▶ TASK OBJECTIVE
Transcribe the portion of the event announcement on the Covid-19 pandemic and working women from "This event hosted by the Work" up to and including "support, and pregnant workers.", with no changes.

▶ PROVIDED PASSAGE
-- Opening Marker --

Work and Equalities Institute: The impact of the Covid-19 pandemic on working women

This event hosted by the Work and Equalities Institute will consider the impact of the Covid-19 pandemic on working women looking at issues such as equality at work, flexible work, and pregnant workers.

Event Time
27 Apr 13:00 - 27 Apr 14:30
Event Location
Online
Event Type

The Covid-19 pandemic has had a significant impact on work and working lives, and there is a recognised need to consider the issue of differential impacts across demographic groups. This event hosted by the Work and Equalities Institute will consider the impact of the Covid-19 pandemic on working women looking at issues such as equality at work, flexible work, parental support, and pregnant workers.

-- Closing Marker --

▶ INPUT DATA
-- Opening Marker --

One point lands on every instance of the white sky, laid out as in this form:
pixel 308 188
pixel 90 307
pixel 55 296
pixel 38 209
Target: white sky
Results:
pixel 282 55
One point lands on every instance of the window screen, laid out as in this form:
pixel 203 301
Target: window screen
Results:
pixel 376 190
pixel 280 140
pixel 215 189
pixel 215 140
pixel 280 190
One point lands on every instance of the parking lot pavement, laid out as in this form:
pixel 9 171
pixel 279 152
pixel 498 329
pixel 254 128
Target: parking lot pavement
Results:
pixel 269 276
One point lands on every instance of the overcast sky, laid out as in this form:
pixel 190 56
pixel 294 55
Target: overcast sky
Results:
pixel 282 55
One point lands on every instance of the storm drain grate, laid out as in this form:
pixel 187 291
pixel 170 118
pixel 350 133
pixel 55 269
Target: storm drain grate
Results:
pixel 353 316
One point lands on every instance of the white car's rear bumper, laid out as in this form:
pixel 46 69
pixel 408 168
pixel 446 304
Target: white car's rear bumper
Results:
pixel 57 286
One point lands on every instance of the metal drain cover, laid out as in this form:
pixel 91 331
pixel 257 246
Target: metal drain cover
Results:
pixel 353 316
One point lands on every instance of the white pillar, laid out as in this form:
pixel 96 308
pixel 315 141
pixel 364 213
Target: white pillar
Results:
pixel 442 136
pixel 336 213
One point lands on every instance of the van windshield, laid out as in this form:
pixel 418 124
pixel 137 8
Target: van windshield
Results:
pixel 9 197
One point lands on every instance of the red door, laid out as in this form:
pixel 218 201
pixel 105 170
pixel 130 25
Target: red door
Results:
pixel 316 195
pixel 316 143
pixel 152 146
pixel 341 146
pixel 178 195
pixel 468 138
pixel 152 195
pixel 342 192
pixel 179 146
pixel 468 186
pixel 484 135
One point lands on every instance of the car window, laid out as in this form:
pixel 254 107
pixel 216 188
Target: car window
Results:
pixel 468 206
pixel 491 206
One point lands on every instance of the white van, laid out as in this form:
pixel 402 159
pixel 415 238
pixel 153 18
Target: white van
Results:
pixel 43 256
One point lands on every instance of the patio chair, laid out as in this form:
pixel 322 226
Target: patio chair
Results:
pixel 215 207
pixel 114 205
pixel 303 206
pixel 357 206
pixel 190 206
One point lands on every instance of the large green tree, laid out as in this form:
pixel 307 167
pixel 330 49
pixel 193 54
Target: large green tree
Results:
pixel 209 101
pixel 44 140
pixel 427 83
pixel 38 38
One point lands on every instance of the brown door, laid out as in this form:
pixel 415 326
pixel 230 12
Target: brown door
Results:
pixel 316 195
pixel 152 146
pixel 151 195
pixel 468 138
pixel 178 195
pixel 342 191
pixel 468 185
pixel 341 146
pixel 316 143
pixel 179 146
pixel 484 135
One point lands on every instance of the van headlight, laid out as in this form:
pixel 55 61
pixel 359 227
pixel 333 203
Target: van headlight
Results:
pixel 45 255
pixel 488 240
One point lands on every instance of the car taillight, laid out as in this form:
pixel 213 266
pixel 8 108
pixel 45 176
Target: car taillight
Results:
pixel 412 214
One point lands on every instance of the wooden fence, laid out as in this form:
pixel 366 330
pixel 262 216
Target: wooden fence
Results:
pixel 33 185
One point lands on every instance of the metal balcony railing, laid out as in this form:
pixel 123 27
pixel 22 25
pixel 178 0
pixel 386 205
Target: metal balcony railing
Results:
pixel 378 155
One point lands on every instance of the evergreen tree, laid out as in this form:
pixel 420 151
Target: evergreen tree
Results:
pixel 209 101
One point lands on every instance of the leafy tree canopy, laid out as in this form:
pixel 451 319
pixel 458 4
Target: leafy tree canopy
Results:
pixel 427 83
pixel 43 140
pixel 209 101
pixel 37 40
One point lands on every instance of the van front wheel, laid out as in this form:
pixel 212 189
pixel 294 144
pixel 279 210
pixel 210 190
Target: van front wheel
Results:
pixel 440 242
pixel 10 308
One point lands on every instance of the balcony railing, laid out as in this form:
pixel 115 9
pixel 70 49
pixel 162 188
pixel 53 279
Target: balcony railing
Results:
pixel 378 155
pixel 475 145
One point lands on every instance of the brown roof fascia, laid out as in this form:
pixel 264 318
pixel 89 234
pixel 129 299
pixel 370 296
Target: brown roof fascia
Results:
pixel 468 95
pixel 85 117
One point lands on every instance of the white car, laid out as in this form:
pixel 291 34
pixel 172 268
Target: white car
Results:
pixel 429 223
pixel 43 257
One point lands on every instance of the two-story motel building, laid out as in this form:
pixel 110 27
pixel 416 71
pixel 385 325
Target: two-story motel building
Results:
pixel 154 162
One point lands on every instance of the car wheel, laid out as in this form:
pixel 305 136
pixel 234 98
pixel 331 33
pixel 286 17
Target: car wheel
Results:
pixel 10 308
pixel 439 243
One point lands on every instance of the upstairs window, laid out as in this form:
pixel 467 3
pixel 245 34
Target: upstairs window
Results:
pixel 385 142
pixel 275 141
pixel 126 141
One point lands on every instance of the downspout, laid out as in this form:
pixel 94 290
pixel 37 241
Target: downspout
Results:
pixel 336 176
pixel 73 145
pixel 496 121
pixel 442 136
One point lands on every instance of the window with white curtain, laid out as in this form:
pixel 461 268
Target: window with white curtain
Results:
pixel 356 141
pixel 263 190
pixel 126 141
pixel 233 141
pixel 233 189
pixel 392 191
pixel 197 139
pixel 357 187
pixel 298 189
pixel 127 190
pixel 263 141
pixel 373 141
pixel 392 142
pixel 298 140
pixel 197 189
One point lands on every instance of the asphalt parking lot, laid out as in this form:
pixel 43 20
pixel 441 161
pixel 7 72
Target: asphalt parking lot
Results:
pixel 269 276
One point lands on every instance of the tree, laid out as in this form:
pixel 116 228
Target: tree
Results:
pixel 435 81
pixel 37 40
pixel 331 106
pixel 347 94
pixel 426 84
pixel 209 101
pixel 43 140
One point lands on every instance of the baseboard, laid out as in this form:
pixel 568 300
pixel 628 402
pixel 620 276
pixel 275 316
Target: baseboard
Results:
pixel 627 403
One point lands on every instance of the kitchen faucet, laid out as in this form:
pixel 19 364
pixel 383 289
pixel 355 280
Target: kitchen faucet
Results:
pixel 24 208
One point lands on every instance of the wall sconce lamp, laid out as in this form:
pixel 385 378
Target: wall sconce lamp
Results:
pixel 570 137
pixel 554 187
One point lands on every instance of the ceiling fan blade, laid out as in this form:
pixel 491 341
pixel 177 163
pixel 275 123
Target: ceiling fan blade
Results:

-- Closing Marker --

▶ RESPONSE FOR THIS EXERCISE
This event hosted by the Work and Equalities Institute will consider the impact of the Covid-19 pandemic on working women looking at issues such as equality at work, flexible work, and pregnant workers.

Event Time
27 Apr 13:00 - 27 Apr 14:30
Event Location
Online
Event Type

The Covid-19 pandemic has had a significant impact on work and working lives, and there is a recognised need to consider the issue of differential impacts across demographic groups. This event hosted by the Work and Equalities Institute will consider the impact of the Covid-19 pandemic on working women looking at issues such as equality at work, flexible work, parental support, and pregnant workers.